TASK OBJECTIVE
Check each line of the material that follows, and copy those holding the string "river".

Segment Start: PROVIDED DATA

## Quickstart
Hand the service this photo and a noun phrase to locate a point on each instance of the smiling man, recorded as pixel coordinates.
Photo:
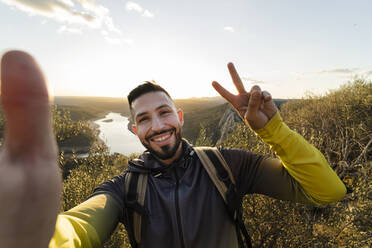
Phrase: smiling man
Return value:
(158, 123)
(182, 207)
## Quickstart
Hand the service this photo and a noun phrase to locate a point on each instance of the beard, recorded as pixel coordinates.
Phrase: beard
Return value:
(167, 151)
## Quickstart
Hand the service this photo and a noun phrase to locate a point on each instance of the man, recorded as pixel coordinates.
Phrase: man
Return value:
(184, 208)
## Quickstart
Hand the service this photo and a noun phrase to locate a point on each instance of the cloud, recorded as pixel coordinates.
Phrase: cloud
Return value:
(368, 73)
(83, 12)
(253, 81)
(340, 71)
(118, 41)
(64, 29)
(132, 6)
(229, 29)
(148, 14)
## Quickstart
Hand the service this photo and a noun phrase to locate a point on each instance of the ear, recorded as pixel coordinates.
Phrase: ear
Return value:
(134, 129)
(180, 116)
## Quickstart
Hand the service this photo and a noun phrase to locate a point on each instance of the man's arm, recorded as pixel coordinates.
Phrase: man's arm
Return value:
(306, 166)
(87, 225)
(301, 174)
(30, 183)
(304, 162)
(92, 222)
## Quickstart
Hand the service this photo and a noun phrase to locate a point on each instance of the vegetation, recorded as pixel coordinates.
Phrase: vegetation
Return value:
(339, 124)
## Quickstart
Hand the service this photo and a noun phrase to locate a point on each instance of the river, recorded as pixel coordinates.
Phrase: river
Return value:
(116, 135)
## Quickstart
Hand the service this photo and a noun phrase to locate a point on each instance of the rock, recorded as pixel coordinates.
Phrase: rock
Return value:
(227, 123)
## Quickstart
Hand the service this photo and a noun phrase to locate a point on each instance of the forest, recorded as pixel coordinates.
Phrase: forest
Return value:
(338, 123)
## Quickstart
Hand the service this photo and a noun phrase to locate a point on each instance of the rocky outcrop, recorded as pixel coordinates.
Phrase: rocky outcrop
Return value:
(227, 123)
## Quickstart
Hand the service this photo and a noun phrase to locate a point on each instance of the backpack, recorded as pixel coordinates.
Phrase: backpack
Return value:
(218, 171)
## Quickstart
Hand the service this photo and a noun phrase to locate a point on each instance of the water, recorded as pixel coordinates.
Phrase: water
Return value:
(117, 136)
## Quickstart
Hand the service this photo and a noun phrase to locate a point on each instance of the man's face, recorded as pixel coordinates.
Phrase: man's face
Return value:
(158, 124)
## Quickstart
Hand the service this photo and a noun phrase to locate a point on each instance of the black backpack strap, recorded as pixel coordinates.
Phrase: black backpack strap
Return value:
(135, 192)
(221, 175)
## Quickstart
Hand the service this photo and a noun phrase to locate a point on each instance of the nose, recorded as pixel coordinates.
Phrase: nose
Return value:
(157, 124)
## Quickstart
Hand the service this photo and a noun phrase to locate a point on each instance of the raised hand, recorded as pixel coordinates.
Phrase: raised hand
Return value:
(29, 177)
(256, 107)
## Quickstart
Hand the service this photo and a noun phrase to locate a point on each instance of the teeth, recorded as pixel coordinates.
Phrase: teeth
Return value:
(161, 138)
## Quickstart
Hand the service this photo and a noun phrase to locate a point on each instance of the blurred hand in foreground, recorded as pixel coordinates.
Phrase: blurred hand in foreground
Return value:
(29, 178)
(256, 107)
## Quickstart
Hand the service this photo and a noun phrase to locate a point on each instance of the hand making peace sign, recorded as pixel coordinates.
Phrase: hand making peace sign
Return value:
(255, 107)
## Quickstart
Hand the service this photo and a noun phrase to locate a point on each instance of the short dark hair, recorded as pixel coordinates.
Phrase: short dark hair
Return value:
(146, 87)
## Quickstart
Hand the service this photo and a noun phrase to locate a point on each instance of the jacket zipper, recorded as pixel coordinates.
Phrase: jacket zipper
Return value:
(178, 211)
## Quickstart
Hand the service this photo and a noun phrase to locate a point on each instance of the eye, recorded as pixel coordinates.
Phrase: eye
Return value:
(163, 112)
(143, 119)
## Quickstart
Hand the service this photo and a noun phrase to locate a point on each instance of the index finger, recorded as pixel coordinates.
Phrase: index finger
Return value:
(223, 92)
(235, 77)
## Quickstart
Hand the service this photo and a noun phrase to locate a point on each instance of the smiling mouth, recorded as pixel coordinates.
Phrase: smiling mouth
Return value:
(163, 136)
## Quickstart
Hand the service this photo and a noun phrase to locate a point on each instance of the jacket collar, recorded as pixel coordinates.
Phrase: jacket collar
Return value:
(149, 162)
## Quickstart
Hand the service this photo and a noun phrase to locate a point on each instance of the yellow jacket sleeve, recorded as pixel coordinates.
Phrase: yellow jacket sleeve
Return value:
(87, 225)
(304, 162)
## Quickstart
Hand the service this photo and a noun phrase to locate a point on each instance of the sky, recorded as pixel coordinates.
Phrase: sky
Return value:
(107, 47)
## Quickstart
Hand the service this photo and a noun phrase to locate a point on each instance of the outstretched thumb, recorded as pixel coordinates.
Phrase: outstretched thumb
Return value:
(24, 95)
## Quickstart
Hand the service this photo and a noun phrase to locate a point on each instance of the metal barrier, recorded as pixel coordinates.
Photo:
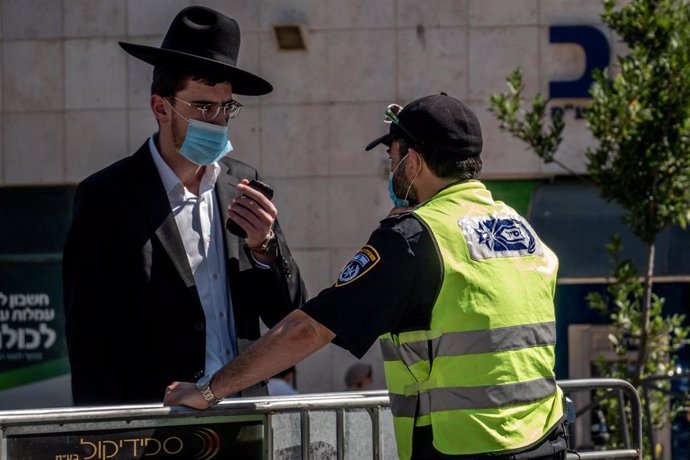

Segment End: PROVIDED DATA

SOLUTION TO THIS EXERCISE
Hand the service this photo and a noun phrase to locate a point on each instance of the river, recorded as pixel coordinates.
Phrase: river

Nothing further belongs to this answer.